Could you rewrite the passage of the Pittsburgh blog post starting at "Thursday, June 9, 2011" and ending at "almost finally there.", swapping "highway" for "freeway"?

### Provided text
_ _ _ _ _
Thursday, June 9, 2011
Pittsburgh should really have a different name. Like Paragon. Or Oval City. The Glass Cage. Not as if that makes any sense, but Pittsburgh sounds like a small farm city. Like a place where you go to buy fertilizer. I guess it is pretty small, space wise. It's all compact and squeezed between the hills. Cities in hills always have that magical feeling when you approach them on a highway. Like, you come around a curve, having driven for hours at approximately the same speed, coffee and ice melted together in a warm sticky cup at your side and this being the third time you have listened to this same mix CD in a row, and then oh There It Is. I can see it. I may actually be able to stop driving at some point and I wonder if I'll remember how to brake. What if my brakes suddenly don't work? I'm almost finally there.
If I ever get a speeding ticket, it will be on the approach to a city I'm visiting.
_ _ _ _ _
### Stored data
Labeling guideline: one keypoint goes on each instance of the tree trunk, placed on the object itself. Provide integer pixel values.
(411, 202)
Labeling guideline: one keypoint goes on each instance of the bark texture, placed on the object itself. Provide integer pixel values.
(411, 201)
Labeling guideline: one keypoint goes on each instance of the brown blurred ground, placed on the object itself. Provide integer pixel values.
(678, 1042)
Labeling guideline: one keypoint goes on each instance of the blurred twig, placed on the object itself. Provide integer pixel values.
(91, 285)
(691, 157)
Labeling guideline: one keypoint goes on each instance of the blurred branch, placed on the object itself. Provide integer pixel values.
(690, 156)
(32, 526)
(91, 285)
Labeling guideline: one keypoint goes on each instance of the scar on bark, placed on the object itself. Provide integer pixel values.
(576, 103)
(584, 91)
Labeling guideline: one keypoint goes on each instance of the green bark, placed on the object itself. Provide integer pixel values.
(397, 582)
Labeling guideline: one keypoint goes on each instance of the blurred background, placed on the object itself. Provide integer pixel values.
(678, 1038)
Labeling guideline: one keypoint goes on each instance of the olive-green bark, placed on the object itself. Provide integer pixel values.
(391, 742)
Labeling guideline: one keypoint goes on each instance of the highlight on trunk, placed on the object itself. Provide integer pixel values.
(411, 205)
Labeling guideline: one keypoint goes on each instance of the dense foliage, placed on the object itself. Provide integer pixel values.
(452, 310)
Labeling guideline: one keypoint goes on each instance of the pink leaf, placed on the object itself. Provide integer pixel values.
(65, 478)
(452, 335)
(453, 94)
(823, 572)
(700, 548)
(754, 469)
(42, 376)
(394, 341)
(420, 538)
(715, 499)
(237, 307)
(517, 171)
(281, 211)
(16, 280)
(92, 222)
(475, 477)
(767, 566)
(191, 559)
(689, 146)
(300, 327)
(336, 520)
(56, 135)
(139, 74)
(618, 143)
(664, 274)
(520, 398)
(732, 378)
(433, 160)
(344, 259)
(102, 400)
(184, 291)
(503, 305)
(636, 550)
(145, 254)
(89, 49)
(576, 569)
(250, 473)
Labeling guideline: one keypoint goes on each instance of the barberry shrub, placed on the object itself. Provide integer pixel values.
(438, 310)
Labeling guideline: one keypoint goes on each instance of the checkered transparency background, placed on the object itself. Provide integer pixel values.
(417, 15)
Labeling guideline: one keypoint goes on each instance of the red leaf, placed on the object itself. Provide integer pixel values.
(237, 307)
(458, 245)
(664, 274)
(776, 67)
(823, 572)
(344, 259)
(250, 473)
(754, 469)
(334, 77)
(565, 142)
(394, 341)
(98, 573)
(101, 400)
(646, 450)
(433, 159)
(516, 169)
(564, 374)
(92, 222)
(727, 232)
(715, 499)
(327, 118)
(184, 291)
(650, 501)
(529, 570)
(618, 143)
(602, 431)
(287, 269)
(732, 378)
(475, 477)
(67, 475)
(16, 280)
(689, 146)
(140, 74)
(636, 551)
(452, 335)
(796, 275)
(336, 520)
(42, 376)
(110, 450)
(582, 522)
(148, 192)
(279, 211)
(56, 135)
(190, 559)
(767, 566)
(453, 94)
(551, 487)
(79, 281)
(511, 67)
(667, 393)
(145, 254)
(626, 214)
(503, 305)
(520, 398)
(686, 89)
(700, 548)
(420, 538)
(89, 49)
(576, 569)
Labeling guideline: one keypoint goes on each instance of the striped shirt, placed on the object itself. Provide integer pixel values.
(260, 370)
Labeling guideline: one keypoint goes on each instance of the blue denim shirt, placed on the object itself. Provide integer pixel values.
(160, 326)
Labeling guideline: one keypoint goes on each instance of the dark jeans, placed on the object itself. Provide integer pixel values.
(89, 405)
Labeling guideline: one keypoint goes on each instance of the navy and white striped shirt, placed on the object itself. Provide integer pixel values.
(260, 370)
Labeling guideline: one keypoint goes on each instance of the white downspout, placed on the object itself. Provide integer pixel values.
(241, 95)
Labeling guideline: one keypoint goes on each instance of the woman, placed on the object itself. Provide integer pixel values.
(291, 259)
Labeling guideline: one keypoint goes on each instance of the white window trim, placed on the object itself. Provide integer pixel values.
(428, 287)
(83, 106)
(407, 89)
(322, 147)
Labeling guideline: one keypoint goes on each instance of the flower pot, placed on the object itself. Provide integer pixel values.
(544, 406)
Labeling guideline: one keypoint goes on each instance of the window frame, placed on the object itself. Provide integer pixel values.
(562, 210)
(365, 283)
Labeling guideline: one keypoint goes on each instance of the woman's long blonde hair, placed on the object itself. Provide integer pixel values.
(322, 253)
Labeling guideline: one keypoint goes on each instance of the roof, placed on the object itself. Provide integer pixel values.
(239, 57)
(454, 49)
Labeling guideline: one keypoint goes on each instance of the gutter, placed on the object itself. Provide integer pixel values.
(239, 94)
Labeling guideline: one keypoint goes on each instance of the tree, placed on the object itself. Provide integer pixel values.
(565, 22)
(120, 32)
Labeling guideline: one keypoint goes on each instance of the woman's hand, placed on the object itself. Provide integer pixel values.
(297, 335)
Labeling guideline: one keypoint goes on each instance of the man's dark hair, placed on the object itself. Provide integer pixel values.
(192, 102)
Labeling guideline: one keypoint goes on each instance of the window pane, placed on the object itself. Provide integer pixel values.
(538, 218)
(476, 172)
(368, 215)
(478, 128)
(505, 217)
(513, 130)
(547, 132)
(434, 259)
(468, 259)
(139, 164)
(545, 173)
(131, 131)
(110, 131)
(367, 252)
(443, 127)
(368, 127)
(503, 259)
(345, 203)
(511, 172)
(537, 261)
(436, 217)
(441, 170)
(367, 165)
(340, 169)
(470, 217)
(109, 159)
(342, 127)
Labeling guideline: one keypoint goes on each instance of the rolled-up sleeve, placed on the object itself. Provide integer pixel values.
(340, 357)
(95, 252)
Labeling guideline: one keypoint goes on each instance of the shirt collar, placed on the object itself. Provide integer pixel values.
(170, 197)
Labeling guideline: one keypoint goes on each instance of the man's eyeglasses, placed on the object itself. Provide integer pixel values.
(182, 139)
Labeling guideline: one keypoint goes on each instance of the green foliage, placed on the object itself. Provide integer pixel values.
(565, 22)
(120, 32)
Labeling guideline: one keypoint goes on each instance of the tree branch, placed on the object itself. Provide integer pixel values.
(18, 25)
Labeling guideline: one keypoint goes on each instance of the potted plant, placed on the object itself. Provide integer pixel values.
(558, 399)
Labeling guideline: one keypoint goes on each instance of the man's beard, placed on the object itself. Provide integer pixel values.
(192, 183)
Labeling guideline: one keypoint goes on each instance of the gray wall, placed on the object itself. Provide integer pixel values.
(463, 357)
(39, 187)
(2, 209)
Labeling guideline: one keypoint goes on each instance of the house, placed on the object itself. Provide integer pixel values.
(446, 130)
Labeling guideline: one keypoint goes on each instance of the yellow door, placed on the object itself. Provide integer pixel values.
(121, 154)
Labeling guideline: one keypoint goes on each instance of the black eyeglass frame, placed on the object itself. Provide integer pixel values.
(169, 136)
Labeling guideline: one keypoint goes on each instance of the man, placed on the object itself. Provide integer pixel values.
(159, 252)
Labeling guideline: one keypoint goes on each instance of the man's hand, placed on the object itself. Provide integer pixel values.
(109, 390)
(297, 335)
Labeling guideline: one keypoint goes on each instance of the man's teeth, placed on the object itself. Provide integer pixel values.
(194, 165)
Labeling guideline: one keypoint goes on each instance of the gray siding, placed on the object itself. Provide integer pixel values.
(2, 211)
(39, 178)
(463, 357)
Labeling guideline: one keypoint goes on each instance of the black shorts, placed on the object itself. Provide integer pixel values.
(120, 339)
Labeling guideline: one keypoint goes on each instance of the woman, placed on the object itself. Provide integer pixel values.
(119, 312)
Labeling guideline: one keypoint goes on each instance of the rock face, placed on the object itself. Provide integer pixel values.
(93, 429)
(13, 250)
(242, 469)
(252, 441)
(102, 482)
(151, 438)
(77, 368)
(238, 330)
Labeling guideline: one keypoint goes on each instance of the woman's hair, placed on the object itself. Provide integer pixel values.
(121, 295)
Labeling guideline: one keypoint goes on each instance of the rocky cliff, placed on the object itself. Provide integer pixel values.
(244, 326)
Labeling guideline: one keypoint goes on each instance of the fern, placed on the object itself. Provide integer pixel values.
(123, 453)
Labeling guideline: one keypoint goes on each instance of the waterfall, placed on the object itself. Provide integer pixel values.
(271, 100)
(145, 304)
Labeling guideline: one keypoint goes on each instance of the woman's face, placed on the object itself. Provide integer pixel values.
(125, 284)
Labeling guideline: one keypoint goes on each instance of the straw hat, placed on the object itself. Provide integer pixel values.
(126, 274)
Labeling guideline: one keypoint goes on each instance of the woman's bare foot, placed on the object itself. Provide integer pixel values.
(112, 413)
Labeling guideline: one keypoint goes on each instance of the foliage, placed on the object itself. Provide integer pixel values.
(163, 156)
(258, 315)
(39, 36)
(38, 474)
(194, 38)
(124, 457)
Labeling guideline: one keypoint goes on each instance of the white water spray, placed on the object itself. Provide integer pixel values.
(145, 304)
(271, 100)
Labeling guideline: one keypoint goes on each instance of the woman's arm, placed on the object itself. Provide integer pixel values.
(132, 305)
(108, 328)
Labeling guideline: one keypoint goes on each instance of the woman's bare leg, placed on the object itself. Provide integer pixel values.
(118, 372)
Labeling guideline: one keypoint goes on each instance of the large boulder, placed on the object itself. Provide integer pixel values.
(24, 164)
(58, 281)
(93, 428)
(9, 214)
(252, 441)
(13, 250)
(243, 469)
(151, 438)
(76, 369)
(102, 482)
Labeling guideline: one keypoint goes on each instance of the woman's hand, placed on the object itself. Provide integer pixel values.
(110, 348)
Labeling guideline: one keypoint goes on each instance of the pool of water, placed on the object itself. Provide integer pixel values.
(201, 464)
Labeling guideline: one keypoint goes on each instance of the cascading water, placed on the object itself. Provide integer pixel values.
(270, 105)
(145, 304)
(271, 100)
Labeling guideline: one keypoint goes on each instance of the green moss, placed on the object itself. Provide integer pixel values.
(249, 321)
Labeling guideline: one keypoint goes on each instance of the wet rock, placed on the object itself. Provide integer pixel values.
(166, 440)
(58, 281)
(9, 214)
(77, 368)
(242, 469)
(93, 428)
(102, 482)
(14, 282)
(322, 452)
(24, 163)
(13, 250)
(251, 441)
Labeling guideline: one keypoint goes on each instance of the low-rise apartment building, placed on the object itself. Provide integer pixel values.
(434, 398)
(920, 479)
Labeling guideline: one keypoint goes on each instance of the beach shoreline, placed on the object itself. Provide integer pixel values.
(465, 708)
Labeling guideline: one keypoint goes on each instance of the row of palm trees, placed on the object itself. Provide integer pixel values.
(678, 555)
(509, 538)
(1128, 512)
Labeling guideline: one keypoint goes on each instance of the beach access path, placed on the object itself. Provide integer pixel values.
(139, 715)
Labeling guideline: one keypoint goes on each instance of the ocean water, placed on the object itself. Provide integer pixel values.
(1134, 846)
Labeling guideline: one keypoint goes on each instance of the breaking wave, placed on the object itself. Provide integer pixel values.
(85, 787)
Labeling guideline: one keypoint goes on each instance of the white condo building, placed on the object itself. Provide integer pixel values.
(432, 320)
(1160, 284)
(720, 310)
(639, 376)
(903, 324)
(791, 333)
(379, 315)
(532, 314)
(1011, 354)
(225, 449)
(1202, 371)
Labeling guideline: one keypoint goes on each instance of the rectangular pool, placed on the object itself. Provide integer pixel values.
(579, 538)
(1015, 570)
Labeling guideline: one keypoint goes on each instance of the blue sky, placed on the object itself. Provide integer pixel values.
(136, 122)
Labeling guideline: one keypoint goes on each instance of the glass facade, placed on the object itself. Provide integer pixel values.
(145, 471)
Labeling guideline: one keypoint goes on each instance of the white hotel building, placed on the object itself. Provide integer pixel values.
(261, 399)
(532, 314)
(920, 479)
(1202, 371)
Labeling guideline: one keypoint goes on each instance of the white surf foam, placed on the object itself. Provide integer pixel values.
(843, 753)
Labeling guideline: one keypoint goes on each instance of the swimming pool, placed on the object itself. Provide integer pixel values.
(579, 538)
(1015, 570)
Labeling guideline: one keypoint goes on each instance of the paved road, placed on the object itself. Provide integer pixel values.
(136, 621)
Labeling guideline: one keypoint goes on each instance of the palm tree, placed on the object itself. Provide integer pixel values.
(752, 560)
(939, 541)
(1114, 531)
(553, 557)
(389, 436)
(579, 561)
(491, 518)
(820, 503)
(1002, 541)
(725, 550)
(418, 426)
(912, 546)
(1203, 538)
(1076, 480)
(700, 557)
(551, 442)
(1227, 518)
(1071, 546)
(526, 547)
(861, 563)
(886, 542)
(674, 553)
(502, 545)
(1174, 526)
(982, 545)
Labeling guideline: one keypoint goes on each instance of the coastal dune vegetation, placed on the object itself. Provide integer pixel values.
_ _ _ _ _
### Answer area
Thursday, June 9, 2011
Pittsburgh should really have a different name. Like Paragon. Or Oval City. The Glass Cage. Not as if that makes any sense, but Pittsburgh sounds like a small farm city. Like a place where you go to buy fertilizer. I guess it is pretty small, space wise. It's all compact and squeezed between the hills. Cities in hills always have that magical feeling when you approach them on a freeway. Like, you come around a curve, having driven for hours at approximately the same speed, coffee and ice melted together in a warm sticky cup at your side and this being the third time you have listened to this same mix CD in a row, and then oh There It Is. I can see it. I may actually be able to stop driving at some point and I wonder if I'll remember how to brake. What if my brakes suddenly don't work? I'm almost finally there.